▸ **BRIEF**
Edit the material below by replacing "jacket pocket" with "coat pocket" and leaving everything else as it is. Leave the pictures out of your answer.

Rows of box annotation data:

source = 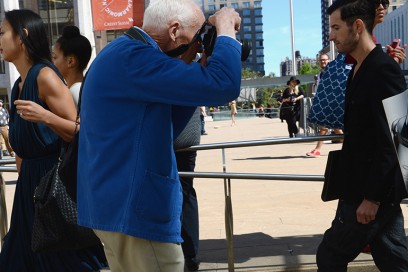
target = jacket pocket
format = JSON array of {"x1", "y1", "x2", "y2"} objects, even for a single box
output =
[{"x1": 136, "y1": 171, "x2": 182, "y2": 224}]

▸ **WORKED ANSWER**
source = 
target = coat pocket
format = JSON array of {"x1", "y1", "x2", "y2"} objects, even for a single box
output =
[{"x1": 136, "y1": 171, "x2": 182, "y2": 224}]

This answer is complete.